TEXTE FOURNI —
======

«Au milieu de l’hiver, j’ai découvert en moi un invincible été»... Au milieu de cette nuit cauchemardesque, de laquelle nous, les Marocains, ne sommes pas encore sortis depuis le 8 septembre, c’est cette si belle et puissante phrase d’Albert Camus qui traduit assurément le mieux l’espoir et la force qui animent les Marocains.
Des drames, nous en avons vécu tous ensemble, et dans les grands malheurs, comme lors de la mort du petit Rayane tombé dans un puits, nous avons trouvé la force de faire bloc dans la solidarité, la foi et l’amour que nous portons à notre pays.
Aujourd’hui, le malheur a de nouveau frappé à notre porte. Les victimes se comptent par milliers. Mais un malheur n’arrivant jamais seul, précise un funeste adage, il se fait que les très nombreuses familles touchées par le séisme étaient déjà frappées du sceau de la pauvreté. Elles n’avaient presque rien, elles ont aujourd’hui perdu non seulement le peu qu’elles avaient, mais aussi, encore pire, ceux qui leur étaient chers.
Les images qui circulent sont bouleversantes, et chez nous qui avons eu la chance de ne ressentir que quelques secousses sans autres dégâts, le sentiment de culpabilité s’invite sans crier gare. Nous avons vécu une même catastrophe naturelle, mais nos lendemains n’ont pas été les mêmes. Nous avons la chance de dormir sous un toit encore solide, dans notre lit, à côté de nos proches, quand nos concitoyens, eux, ont basculé dans l’horreur.

======

ENREGISTREMENTS EXTRAITS —
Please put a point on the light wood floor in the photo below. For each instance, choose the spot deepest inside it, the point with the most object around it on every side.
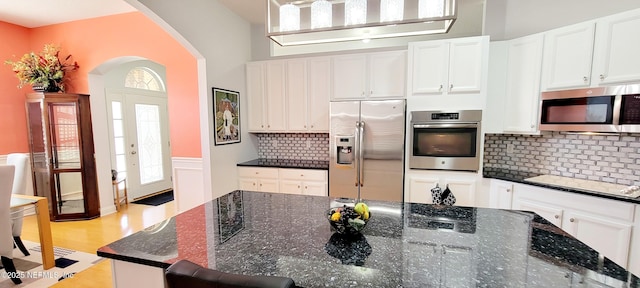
(87, 236)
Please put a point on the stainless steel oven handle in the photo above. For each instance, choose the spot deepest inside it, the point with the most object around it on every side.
(361, 152)
(448, 125)
(357, 150)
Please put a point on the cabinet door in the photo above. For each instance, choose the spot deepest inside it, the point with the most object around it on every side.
(466, 58)
(290, 187)
(269, 185)
(464, 190)
(297, 95)
(315, 188)
(387, 74)
(255, 95)
(609, 237)
(568, 54)
(429, 63)
(523, 84)
(276, 95)
(616, 57)
(349, 76)
(501, 194)
(318, 93)
(420, 189)
(551, 213)
(248, 184)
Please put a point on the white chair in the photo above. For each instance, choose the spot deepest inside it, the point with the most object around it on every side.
(20, 161)
(6, 241)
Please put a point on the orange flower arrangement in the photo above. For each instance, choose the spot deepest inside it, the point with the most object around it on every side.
(44, 69)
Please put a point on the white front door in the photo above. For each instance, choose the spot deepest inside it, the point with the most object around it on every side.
(140, 135)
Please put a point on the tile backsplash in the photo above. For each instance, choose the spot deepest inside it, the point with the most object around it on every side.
(302, 146)
(606, 158)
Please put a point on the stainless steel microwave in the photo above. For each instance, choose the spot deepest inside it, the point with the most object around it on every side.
(601, 109)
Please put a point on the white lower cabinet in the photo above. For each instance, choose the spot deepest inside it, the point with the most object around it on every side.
(283, 180)
(305, 182)
(603, 224)
(462, 185)
(258, 179)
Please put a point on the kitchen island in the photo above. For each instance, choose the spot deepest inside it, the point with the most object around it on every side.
(403, 245)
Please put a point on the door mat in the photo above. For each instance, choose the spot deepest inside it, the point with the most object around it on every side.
(67, 263)
(156, 199)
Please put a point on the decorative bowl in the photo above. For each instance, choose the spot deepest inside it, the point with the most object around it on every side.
(346, 220)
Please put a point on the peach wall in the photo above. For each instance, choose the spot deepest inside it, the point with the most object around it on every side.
(15, 41)
(92, 42)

======

CONSIGNE — Transcrivez mot pour mot, s'il vous plaît, l'intégralité du texte sur le séisme au Maroc. Les enregistrements ne sont pas nécessaires.

RÉPONSE —
«Au milieu de l’hiver, j’ai découvert en moi un invincible été»... Au milieu de cette nuit cauchemardesque, de laquelle nous, les Marocains, ne sommes pas encore sortis depuis le 8 septembre, c’est cette si belle et puissante phrase d’Albert Camus qui traduit assurément le mieux l’espoir et la force qui animent les Marocains.
Des drames, nous en avons vécu tous ensemble, et dans les grands malheurs, comme lors de la mort du petit Rayane tombé dans un puits, nous avons trouvé la force de faire bloc dans la solidarité, la foi et l’amour que nous portons à notre pays.
Aujourd’hui, le malheur a de nouveau frappé à notre porte. Les victimes se comptent par milliers. Mais un malheur n’arrivant jamais seul, précise un funeste adage, il se fait que les très nombreuses familles touchées par le séisme étaient déjà frappées du sceau de la pauvreté. Elles n’avaient presque rien, elles ont aujourd’hui perdu non seulement le peu qu’elles avaient, mais aussi, encore pire, ceux qui leur étaient chers.
Les images qui circulent sont bouleversantes, et chez nous qui avons eu la chance de ne ressentir que quelques secousses sans autres dégâts, le sentiment de culpabilité s’invite sans crier gare. Nous avons vécu une même catastrophe naturelle, mais nos lendemains n’ont pas été les mêmes. Nous avons la chance de dormir sous un toit encore solide, dans notre lit, à côté de nos proches, quand nos concitoyens, eux, ont basculé dans l’horreur.